Text provided:
::::::
Aside from the all-powerful goddesses of Mount Olympus – Hera, Athena, Aphrodite et al. – Greek mythology often seems devoid of female characters.
In a bid to redress the balance, this entry in our “Who’s Who” series of lesser-known personalities in Greek myth recalls the story of Danaë, an Argive princess who, among other things, had a rather unusual encounter with Zeus – a god who, let’s be honest, did the craziest things to have sex!
Oracle gone wrong
 
Desperate for a male heir, Danaë’s father, Acrisius, king of Argos, consulted an oracle on how to procure a much-needed son to take over his hard-won throne. To his horror, the oracle replied:
“You will have NO sons, and your grandson must KILL YOU.”
In a desperate bid to forestall the prophecy, Acrisius imprisoned Danaë, his only child, in a dungeon with bronze doors, guarded by a pack of savage dogs.
Shower of gold
Enamoured by her beauty, shape-shifting Zeus, king of the gods, turned himself into a ray of sunshine to evade the dogs, infiltrate the walls of the prison, and impregnated Danaë in a shower of gold – a bizarre way to procreate, even for Zeus.
The Roman poet Ovid captures the moment in his famous early 1st century AD epic poem, Metamorphoses (6.113):
 
“He [Zeus] courted lovely Danaë luring her as a gleaming shower of gold.”
Nine months later, Danaë bore him a son called Perseus, who, in time, would go on to become one of the greatest heroes of them all.
With the ominous words of the oracle clamouring in his ears, enraged Acrisius, not wanting to incur the wrath of the Fates by murdering his own daughter (not to mention the offspring of Zeus), locked Danaë and her infant son in a wooden ark and cast them out to sea.
 
As if by a miracle – or perhaps the gentle guiding handing of a god (?) – the ark washed towards the island of Serifos in the southern Aegean and was netted by a fisherman named Dictys.
Hauled ashore, Dictys broke open the ark and found both mother and child still alive – seriously dehydrated and malnourished, of course, but alive. The kind-hearted fisherman took them to the local king, Polydectes, who raised Perseus in his own house.
Rise of a legend
As the years passed, Perseus grew up to be a headstrong and precocious young man, often defending his mother against the unwanted advances of Polydectes, seeking her hand in marriage.
In a bid to get rid of Perseus, the king, egged on by his loyal supporters, contrived a plot to send the young man away on a suicide mission (a common theme in Greek myth). Assembling his subjects in the palace, Polydectes announced that he was about to sue for the hand of Hippodameia, daughter of the wealthy king Pelops, for marriage, requesting they each contribute a horse apiece as a wedding gift.
::::::
Stored rows:
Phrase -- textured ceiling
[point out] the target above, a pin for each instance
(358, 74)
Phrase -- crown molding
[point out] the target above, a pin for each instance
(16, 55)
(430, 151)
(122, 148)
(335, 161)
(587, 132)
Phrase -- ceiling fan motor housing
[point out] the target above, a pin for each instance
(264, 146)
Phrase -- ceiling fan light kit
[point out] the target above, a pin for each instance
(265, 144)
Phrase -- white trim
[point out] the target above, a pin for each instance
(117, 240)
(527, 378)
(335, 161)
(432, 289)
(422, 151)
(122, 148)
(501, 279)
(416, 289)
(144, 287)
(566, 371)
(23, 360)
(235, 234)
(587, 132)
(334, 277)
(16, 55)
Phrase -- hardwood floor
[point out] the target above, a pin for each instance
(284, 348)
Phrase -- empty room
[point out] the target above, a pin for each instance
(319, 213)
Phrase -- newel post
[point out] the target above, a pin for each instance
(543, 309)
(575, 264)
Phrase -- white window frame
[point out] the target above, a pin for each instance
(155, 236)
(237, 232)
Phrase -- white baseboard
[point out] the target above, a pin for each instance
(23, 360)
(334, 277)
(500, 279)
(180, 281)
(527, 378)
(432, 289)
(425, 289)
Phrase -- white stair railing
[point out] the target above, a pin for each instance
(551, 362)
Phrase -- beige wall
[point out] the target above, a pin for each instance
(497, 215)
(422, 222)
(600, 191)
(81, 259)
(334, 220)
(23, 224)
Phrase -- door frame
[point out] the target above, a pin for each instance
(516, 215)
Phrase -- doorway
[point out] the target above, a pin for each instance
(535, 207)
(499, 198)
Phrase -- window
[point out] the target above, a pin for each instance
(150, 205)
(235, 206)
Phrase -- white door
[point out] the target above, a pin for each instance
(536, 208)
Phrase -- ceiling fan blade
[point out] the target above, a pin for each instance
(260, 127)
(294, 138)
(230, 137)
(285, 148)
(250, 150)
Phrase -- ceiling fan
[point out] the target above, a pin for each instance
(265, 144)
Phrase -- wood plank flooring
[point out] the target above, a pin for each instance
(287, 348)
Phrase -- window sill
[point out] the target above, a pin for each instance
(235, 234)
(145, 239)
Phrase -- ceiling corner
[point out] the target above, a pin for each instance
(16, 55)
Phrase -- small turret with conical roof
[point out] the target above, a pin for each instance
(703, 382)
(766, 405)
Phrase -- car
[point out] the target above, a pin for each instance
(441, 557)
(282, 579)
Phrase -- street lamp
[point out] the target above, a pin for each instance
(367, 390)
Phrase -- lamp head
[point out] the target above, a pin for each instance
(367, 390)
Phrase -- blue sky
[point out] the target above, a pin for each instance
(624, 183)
::::::
Task list:
1. Print the passage of the text about Danaë between "Nine months later, Danaë" and "fisherman named Dictys.", inclusive.
2. Decide whether each statement agrees with the text about Danaë, answering yes or no and quoting the words that settle it: (a) Acrisius imprisoned Danaë in a dungeon with iron doors. (b) The ark carrying Danaë and Perseus was netted by a fisherman named Dictys. (c) Polydectes asked each of his subjects to contribute a horse as a wedding gift.
3. Carry the text about Danaë forward from its final sentence.
The data has no connection to the text about Danaë.

Results of the exercise:
1.
Nine months later, Danaë bore him a son called Perseus, who, in time, would go on to become one of the greatest heroes of them all.
With the ominous words of the oracle clamouring in his ears, enraged Acrisius, not wanting to incur the wrath of the Fates by murdering his own daughter (not to mention the offspring of Zeus), locked Danaë and her infant son in a wooden ark and cast them out to sea.
 
As if by a miracle – or perhaps the gentle guiding handing of a god (?) – the ark washed towards the island of Serifos in the southern Aegean and was netted by a fisherman named Dictys.

2.
(a) No: "imprisoned Danaë, his only child, in a dungeon with bronze doors"
(b) Yes: "was netted by a fisherman named Dictys"
(c) Yes: "requesting they each contribute a horse apiece as a wedding gift"

3.
 
Unable to provide a horse – but more than a little relieved to learn that the lecherous king was no longer pursuing his mother – Perseus rashly offered to fetch the Gorgon Medusa’s head as a gift instead, falling straight into the trap: “That would indeed please me more than any horse in the world,” replied Polydectes.
Now, the legendary tale of “Perseus and the Gorgon” is known well enough, and there is no need to recall it in any detail here. Nevertheless, it is important to note that Medusa was so appalling and terrifying in her appearance, with venomous snakes for hair, razor-sharp teeth and a revoltingly long and slimy forked tongue, that all who gazed upon her were so petrified with fright they turned to stone.
While Perseus was away on his mission, supported by the goddess Athena, who supplied him with a brightly-polished shield so as only to see the gorgon’s hideous reflection, and Hermes, who gave him a rather nifty pair of winged sandals and a special adamantine sickle to cut off her head, Danaë, continually pursued by Polydectes, sought refuge in a temple of Athena.
Upon his return to Serifos, Perseus, now accompanied by the beautiful Andromeda, whom he had rescued from the sea monster Cetus (NOT the Kraken – that’s an entirely different creature from the Norse sagas), went straight to the palace to confront the king. Greeted by astonishment, quickly followed by a barrage of insults, the hero produced the head of Medusa, thus turning Polydectes and his courtiers all into stone. (Incidentally, the circle of boulders on Serifos became a famous sight in antiquity).
 
Perseus then returned with his mother to Argos to claim the throne of his grandfather Acrisius and fulfil the prophecy. In various versions of the myth, Perseus accidentally killed his grandfather with a discus, carried out of its intended path by the will of the gods.
Divine love
The story of Danaë and the shower of gold was well-known throughout antiquity, inspiring poets, playwrights and artists. In Homer’s Iliad (14.319 ff), the early Greek poet describes Zeus’ feelings for the mortal princess in touching detail:
“Never before has love for any goddess or woman so melted about the heart inside me, broken it to submission, as now: not that time . . . when I loved Acrisius’ daughter sweet-stepping Danaë, who bore Perseus to me, preeminent among all men.”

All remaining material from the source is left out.